■ Requirement ■
Could you copy out all of the records below exactly, leaving out every picture?

■ Data in this exercise ■
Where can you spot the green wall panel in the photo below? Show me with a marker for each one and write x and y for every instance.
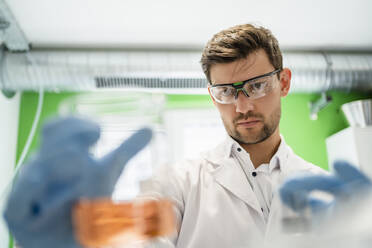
(305, 136)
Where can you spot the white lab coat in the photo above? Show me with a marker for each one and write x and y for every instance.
(214, 203)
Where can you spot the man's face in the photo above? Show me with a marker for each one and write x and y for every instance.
(251, 121)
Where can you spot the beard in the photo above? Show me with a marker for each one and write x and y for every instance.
(252, 135)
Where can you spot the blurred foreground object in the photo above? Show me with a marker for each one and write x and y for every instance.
(358, 113)
(105, 223)
(344, 222)
(39, 208)
(346, 184)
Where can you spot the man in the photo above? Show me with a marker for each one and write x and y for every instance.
(228, 197)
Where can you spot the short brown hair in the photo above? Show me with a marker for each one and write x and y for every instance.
(237, 43)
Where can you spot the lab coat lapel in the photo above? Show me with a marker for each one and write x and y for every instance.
(230, 176)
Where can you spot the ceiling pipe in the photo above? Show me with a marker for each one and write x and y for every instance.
(81, 70)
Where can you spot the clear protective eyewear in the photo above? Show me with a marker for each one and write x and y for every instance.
(253, 88)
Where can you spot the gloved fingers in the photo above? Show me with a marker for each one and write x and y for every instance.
(350, 174)
(60, 132)
(317, 205)
(295, 191)
(116, 160)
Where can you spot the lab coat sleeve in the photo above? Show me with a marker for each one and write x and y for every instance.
(170, 182)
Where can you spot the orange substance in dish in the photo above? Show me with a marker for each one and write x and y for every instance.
(102, 222)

■ Response to this exercise ■
Where can you spot the green wall panel in the photo below? Show me with a marker for each one and write x and y for every instance.
(305, 136)
Where can you spot the white lab coat in the photo above? Show me with a marker for each one and write x and y for every instance.
(214, 203)
Where can you spot the man's face in the photo above? Show me with a marker for each one and write x and y for every instance.
(251, 121)
Where can you spot the beard in the photo above? Show me with a marker for each one and write x and y for every instance.
(252, 135)
Where can you spot the blurred foreground object in the photo above? Show me with a marker for each one and write x and y for every instance.
(358, 113)
(105, 223)
(344, 222)
(39, 208)
(346, 184)
Where can you spot the man in the photo above? Show me with a marker for each one and write x and y for every instance.
(228, 197)
Where can you spot the short brown hair in the photo above? Show me with a marker for each one and write x and y for every instance.
(237, 43)
Where can you spot the lab coat lapel in the photo above? Show me with a marker for each one and write x and y for every instance.
(230, 176)
Where can you spot the ceiling pipe in the photo above? Show me with a marker for each one and write x and y for every instance.
(81, 70)
Where can you spot the clear protective eyewear in the photo above? Show me with a marker for each one and write x and y for every instance.
(253, 88)
Where can you spot the gloved fingers in the photo above? Show me with a marker for each one and write x and y for every instance.
(350, 174)
(60, 132)
(317, 205)
(295, 191)
(116, 160)
Where can you spot the lab coat sleeve in the photo above? Show me with a marker for each one and write x and y for every instance.
(170, 182)
Where can you spot the orange substance in dish in the photo above? Show me with a marker for each one and write x and y for every instance.
(102, 222)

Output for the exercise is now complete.